**What to produce:**
In the records below, locate the line containing "Put a dot on the stone"; output that line and every following line through the last, exactly.

**Data:**
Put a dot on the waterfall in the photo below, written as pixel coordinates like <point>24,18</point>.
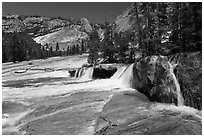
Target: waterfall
<point>126,76</point>
<point>178,89</point>
<point>88,74</point>
<point>77,72</point>
<point>119,72</point>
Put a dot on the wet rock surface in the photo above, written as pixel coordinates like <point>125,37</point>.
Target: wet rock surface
<point>133,114</point>
<point>152,77</point>
<point>189,74</point>
<point>103,73</point>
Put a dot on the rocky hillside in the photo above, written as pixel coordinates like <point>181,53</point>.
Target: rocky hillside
<point>125,21</point>
<point>48,30</point>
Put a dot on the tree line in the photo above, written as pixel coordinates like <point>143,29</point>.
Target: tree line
<point>19,46</point>
<point>160,28</point>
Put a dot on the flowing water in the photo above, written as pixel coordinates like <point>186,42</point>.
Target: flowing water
<point>75,106</point>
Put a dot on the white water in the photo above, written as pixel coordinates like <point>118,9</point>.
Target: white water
<point>119,72</point>
<point>126,77</point>
<point>88,74</point>
<point>76,73</point>
<point>10,122</point>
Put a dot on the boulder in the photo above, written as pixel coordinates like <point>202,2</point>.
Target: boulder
<point>102,71</point>
<point>154,77</point>
<point>163,80</point>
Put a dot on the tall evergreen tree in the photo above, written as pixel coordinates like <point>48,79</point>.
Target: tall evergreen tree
<point>93,44</point>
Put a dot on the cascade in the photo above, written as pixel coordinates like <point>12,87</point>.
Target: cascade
<point>88,74</point>
<point>77,72</point>
<point>178,89</point>
<point>119,72</point>
<point>126,76</point>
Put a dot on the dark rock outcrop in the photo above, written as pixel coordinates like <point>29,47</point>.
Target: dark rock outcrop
<point>133,114</point>
<point>161,80</point>
<point>152,77</point>
<point>103,72</point>
<point>189,75</point>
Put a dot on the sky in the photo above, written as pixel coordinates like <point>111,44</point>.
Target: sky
<point>96,12</point>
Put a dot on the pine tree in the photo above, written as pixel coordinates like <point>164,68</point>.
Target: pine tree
<point>93,43</point>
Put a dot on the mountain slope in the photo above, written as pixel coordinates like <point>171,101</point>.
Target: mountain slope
<point>125,21</point>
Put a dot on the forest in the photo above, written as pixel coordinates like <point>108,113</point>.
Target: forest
<point>160,28</point>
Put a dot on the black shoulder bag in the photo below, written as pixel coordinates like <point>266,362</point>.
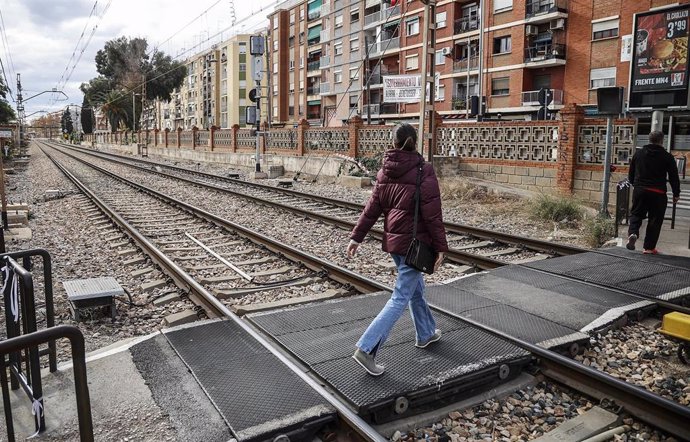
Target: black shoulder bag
<point>420,255</point>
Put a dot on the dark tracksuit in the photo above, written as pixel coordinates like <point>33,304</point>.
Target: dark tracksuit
<point>648,170</point>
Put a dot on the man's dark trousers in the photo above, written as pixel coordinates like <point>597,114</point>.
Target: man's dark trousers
<point>649,204</point>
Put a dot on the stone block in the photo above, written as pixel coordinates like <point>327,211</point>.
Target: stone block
<point>583,174</point>
<point>354,181</point>
<point>529,180</point>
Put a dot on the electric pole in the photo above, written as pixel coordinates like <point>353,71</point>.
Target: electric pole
<point>428,45</point>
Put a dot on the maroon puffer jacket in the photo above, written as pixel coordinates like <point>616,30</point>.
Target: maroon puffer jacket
<point>394,197</point>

**Reply:**
Put a dot on the stone block in the photo above, written as pixel coordinates like <point>327,211</point>.
Target: stone block
<point>583,174</point>
<point>354,181</point>
<point>529,180</point>
Put a dot on the electric pole in the photo above, written as pixel coordinates like <point>353,71</point>.
Target: electric pole
<point>428,45</point>
Put a dot on the maroon puffer jacket in the photo above, written as pixel coordinates like <point>616,30</point>.
Target: maroon puffer jacket
<point>394,197</point>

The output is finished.